Start of Data for this task

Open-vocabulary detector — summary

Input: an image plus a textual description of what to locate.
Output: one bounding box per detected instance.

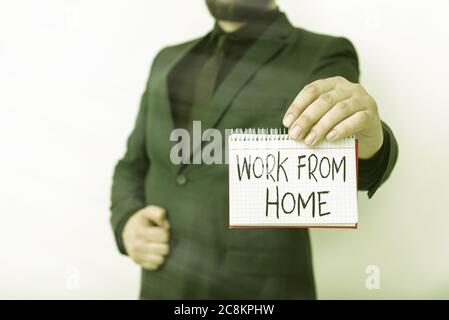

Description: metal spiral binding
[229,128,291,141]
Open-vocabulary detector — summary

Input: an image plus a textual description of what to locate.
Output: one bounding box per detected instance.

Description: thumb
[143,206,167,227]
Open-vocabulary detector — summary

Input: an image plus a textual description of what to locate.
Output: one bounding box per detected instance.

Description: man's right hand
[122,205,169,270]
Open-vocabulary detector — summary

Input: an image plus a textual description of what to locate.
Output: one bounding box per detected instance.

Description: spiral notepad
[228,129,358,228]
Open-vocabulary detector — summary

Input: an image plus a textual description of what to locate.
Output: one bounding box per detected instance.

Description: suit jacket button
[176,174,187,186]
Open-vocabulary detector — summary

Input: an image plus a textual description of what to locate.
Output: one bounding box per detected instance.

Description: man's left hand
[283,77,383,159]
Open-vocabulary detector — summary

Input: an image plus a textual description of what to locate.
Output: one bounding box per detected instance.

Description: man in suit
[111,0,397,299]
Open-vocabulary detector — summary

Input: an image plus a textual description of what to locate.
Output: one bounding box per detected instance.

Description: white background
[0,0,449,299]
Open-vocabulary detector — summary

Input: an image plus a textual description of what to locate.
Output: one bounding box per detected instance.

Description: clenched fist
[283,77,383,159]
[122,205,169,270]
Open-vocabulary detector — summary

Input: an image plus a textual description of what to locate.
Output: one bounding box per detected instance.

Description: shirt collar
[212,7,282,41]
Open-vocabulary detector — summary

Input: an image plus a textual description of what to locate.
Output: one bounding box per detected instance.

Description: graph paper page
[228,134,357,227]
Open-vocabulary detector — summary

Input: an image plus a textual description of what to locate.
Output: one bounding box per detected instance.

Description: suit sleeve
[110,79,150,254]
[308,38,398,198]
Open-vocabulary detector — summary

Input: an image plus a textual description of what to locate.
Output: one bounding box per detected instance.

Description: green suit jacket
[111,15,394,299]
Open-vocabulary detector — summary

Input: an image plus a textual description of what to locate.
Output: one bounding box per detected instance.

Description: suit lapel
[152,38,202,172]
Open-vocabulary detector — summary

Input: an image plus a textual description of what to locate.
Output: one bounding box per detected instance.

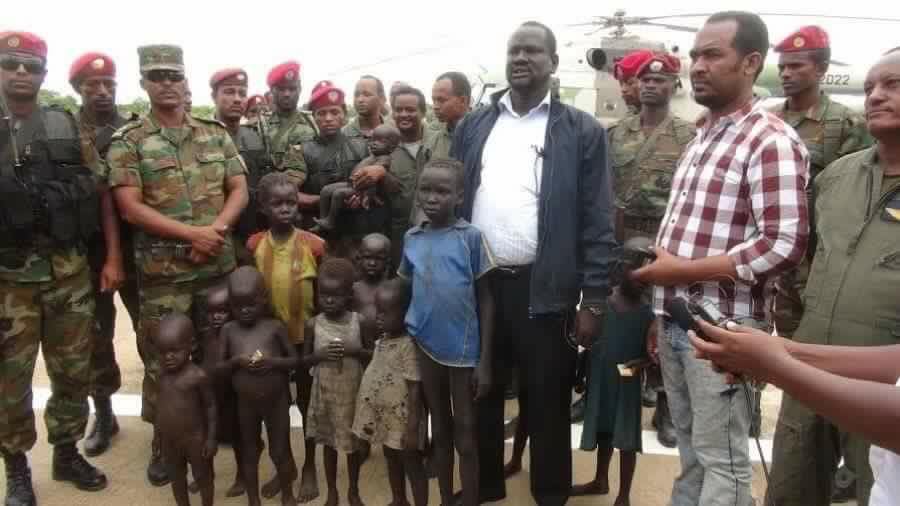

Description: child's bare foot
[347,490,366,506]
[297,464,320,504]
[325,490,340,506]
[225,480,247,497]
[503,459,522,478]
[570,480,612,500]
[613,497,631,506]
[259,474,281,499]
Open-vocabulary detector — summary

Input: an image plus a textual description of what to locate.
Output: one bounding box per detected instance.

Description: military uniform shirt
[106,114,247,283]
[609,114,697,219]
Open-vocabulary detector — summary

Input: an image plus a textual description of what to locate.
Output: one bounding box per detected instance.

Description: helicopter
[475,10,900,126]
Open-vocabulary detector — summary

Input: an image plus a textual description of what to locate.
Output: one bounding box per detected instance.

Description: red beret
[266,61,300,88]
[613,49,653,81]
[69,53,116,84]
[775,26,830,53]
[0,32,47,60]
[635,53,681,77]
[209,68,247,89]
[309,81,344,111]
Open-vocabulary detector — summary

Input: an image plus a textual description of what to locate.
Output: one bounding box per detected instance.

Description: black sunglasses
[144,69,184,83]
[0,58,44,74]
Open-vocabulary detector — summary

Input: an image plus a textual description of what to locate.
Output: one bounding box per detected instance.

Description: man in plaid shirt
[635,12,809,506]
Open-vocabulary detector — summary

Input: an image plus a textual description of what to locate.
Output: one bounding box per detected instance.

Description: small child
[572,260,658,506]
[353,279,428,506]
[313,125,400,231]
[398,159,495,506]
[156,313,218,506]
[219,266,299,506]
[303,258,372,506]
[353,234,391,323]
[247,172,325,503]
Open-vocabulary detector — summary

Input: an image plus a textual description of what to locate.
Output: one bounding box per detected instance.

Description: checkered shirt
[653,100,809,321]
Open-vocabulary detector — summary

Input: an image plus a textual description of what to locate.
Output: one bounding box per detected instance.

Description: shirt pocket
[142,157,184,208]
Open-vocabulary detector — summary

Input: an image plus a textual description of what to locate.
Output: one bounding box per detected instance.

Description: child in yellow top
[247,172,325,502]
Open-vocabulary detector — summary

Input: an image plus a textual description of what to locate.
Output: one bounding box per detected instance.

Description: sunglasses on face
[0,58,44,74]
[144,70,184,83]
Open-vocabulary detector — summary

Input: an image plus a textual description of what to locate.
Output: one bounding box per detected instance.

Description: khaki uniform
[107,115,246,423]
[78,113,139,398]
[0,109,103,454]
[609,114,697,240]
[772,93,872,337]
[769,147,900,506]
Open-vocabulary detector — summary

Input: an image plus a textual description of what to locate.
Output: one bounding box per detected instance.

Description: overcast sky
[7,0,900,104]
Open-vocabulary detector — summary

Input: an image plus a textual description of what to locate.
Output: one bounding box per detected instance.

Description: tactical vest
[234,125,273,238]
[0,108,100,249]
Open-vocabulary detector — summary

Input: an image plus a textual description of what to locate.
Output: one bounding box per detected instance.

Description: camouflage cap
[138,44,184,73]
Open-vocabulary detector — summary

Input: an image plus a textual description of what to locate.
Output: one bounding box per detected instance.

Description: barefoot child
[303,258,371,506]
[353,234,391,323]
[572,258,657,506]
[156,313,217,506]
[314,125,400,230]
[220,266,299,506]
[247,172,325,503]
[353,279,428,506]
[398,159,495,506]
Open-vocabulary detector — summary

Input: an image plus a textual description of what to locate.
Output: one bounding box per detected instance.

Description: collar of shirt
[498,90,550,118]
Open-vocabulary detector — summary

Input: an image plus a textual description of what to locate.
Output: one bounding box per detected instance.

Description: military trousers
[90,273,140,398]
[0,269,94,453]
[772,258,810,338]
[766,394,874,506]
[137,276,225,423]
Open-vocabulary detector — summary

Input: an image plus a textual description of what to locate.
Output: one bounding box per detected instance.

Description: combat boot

End of Data for this task

Please render every line of the items above as a Markdown table with two columns: No. for the row number and Text for the line. Skip blank lines and leave the pictures out.

| No. | Text |
|---|---|
| 1 | Open-vocabulary detector — summary |
| 2 | Input: an image plus a textual description of what to locate. |
| 3 | Output: one bounding box per detected instance. |
| 4 | Description: metal spiral binding |
| 5 | [229,128,291,141] |
| 6 | Open-vocabulary detector — summary |
| 7 | Input: an image plus a textual description of what to locate. |
| 8 | Output: one bounding box per detected instance. |
| 9 | Description: thumb |
| 10 | [143,206,167,227] |
| 11 | Open-vocabulary detector — summary |
| 12 | Input: an image plus a textual description of what to locate. |
| 13 | Output: one bounding box per detected instance. |
| 14 | Description: man's right hand |
| 15 | [122,205,169,270] |
| 16 | Open-vocabulary detector — summary |
| 17 | Input: an image plus a textual description of what to locate. |
| 18 | Output: one bounding box per detected instance. |
| 19 | Description: spiral notepad |
| 20 | [228,129,358,228] |
| 21 | Open-vocabulary detector — summary |
| 22 | Input: an image plus a textual description of what to locate. |
| 23 | Output: one bounding box per detected instance. |
| 24 | Description: suit jacket button |
| 25 | [176,174,187,186] |
| 26 | Open-vocabulary detector — summary |
| 27 | Input: an image plus a textual description of what to locate. |
| 28 | Output: one bounding box per detected instance. |
| 29 | Description: man's left hand |
| 30 | [283,77,383,159] |
| 31 | Open-vocabulary detector — summary |
| 32 | Input: an image plus a textual description of what to locate. |
| 33 | Output: one bounding box per detected instance. |
| 34 | Description: man in suit |
| 35 | [111,0,397,299] |
| 36 | Open-vocabulary detector — summary |
| 37 | Input: an image plus a textual description of what to locate. |
| 38 | Output: one bounding box per detected instance. |
| 39 | Description: white background |
| 40 | [0,0,449,299] |
| 41 | Open-vocabulary detector — summary |
| 42 | Input: an image plus a textual description of what to locate. |
| 43 | Output: one bounding box per detected instance. |
| 44 | Description: clenched fist |
| 45 | [283,77,383,159] |
| 46 | [122,205,169,270] |
| 47 | Open-vocabulary detector — summary |
| 48 | Input: an image plus a textual description of what to locate. |
| 49 | Output: one bounding box per detected instance. |
| 50 | Description: shirt collar |
| 51 | [212,7,282,41] |
| 52 | Open-vocabulary detector — summary |
| 53 | Input: an image plus a textual description of what to locate. |
| 54 | Output: one bounding box per detected instance. |
| 55 | Description: graph paper page |
| 56 | [228,134,357,227] |
| 57 | Open-vocabulary detector — summary |
| 58 | Input: an image plus a textual description of what to locate. |
| 59 | Output: one bounding box per detected instance. |
| 60 | Description: suit sleeve |
| 61 | [110,79,150,254] |
| 62 | [308,38,398,198] |
| 63 | Open-vocabulary detector — summary |
| 64 | Input: an image plus a textual description of what to locate. |
| 65 | Output: one bounding box per detected instance. |
| 66 | Description: green suit jacket |
| 67 | [111,15,394,299] |
| 68 | Open-vocabulary detector — summary |
| 69 | Input: an image plus a textual description of what to locate. |
| 70 | Output: one bounding box per detected instance. |
| 71 | Description: suit lapel |
| 72 | [152,38,202,172] |
| 73 | Open-vocabulary detector — summary |
| 74 | Input: an image plus a textual description of what to locate. |
| 75 | Output: one bounding box per detected instance. |
| 76 | Description: child's bare foot |
| 77 | [347,490,366,506] |
| 78 | [297,464,320,504] |
| 79 | [325,490,340,506] |
| 80 | [225,480,247,497] |
| 81 | [503,459,522,478] |
| 82 | [570,480,612,500] |
| 83 | [613,497,631,506] |
| 84 | [259,474,281,499] |
| 85 | Open-vocabulary detector — summary |
| 86 | Input: an image plus a textual description of what to locate. |
| 87 | Output: one bounding box per detected instance. |
| 88 | Description: military uniform shirt |
| 89 | [106,114,247,283] |
| 90 | [609,114,697,219] |
| 91 | Open-vocabulary detector — summary |
| 92 | Input: an image plus a textual description of what to locate. |
| 93 | Output: one bounding box per detected instance. |
| 94 | Description: helicopter |
| 95 | [475,10,900,126] |
| 96 | Open-vocabulary detector — summary |
| 97 | Input: an image plus a textual description of what to locate. |
| 98 | Output: one bounding box per detected instance. |
| 99 | Description: red beret |
| 100 | [266,61,300,88] |
| 101 | [613,49,653,81] |
| 102 | [69,53,116,84] |
| 103 | [775,26,830,53] |
| 104 | [0,32,47,60] |
| 105 | [635,53,681,77] |
| 106 | [209,68,247,89] |
| 107 | [309,81,344,111] |
| 108 | Open-vocabulary detector — summary |
| 109 | Input: an image plus a textual description of what to locate. |
| 110 | Output: one bounding box per detected instance. |
| 111 | Description: black sunglasses |
| 112 | [144,69,184,83] |
| 113 | [0,58,44,74] |
| 114 | Open-vocabulary detector — summary |
| 115 | Input: an image plus a textual description of what to locate. |
| 116 | Output: one bounding box per detected instance. |
| 117 | Description: man in plaid shirt |
| 118 | [635,12,809,506] |
| 119 | Open-vocabulary detector — summary |
| 120 | Input: an image plus a textual description of what to locate. |
| 121 | Output: one bounding box per detected instance. |
| 122 | Description: small child |
| 123 | [572,260,658,506] |
| 124 | [353,279,428,506] |
| 125 | [313,125,400,231] |
| 126 | [398,159,495,506] |
| 127 | [156,313,218,506] |
| 128 | [219,266,299,506] |
| 129 | [303,258,372,506] |
| 130 | [353,234,391,323] |
| 131 | [247,172,325,503] |
| 132 | Open-vocabulary detector — summary |
| 133 | Input: an image plus a textual description of what to locate. |
| 134 | Output: one bounding box per detected instance. |
| 135 | Description: checkered shirt |
| 136 | [653,100,809,321] |
| 137 | Open-vocabulary detector — summary |
| 138 | Input: an image plus a textual description of what to locate. |
| 139 | Output: one bounding box per detected instance. |
| 140 | Description: shirt pocket |
| 141 | [142,157,184,208] |
| 142 | Open-vocabulary detector — summary |
| 143 | Input: an image plus a textual description of what to locate. |
| 144 | Output: one bounding box per detected instance. |
| 145 | Description: child in yellow top |
| 146 | [247,172,325,502] |
| 147 | Open-vocabulary detector — summary |
| 148 | Input: an image plus a textual description of what to locate. |
| 149 | Output: one bounding box per detected instance. |
| 150 | Description: sunglasses on face |
| 151 | [0,58,44,74] |
| 152 | [144,70,184,83] |
| 153 | Open-vocabulary detector — summary |
| 154 | Input: an image plus a textual description of what to locate. |
| 155 | Output: one bounding box per detected instance. |
| 156 | Description: khaki uniform |
| 157 | [107,115,246,423] |
| 158 | [78,113,139,398] |
| 159 | [0,109,103,454] |
| 160 | [609,114,697,240] |
| 161 | [772,93,872,337] |
| 162 | [769,147,900,506] |
| 163 | Open-vocabulary detector — summary |
| 164 | Input: an image plus a textual description of what to locate. |
| 165 | Output: one bounding box per detected instance. |
| 166 | Description: overcast sky |
| 167 | [7,0,900,104] |
| 168 | Open-vocabulary detector — summary |
| 169 | Input: an image plus a textual description of what to locate. |
| 170 | Output: one bounding box per detected instance. |
| 171 | Description: tactical vest |
| 172 | [234,125,273,238] |
| 173 | [0,108,100,249] |
| 174 | Open-vocabulary detector — summary |
| 175 | Input: an image plus a textual description of what to locate. |
| 176 | Output: one bounding box per detected instance. |
| 177 | Description: camouflage cap |
| 178 | [138,44,184,73] |
| 179 | Open-vocabulary detector — summary |
| 180 | Input: an image plus a textual description of what to locate. |
| 181 | Output: one bounding box per detected instance. |
| 182 | Description: barefoot child |
| 183 | [303,258,371,506] |
| 184 | [353,234,391,323] |
| 185 | [572,258,657,506] |
| 186 | [156,313,217,506] |
| 187 | [314,125,400,230] |
| 188 | [220,266,299,506] |
| 189 | [247,172,325,503] |
| 190 | [353,279,428,506] |
| 191 | [398,159,495,506] |
| 192 | Open-vocabulary detector — summary |
| 193 | Input: an image plus a textual description of what to locate. |
| 194 | Output: one bounding box per detected instance. |
| 195 | Description: collar of shirt |
| 196 | [498,90,550,118] |
| 197 | Open-vocabulary detector — summary |
| 198 | Input: an image plus a textual description of what to locate. |
| 199 | Output: one bounding box per detected instance. |
| 200 | Description: military trousers |
| 201 | [90,273,140,398] |
| 202 | [0,269,94,453] |
| 203 | [772,258,810,338] |
| 204 | [766,394,874,506] |
| 205 | [137,276,225,423] |
| 206 | Open-vocabulary detector — summary |
| 207 | Input: an image plus a textual description of what to locate. |
| 208 | Output: one bounding box per detected instance. |
| 209 | Description: combat boot |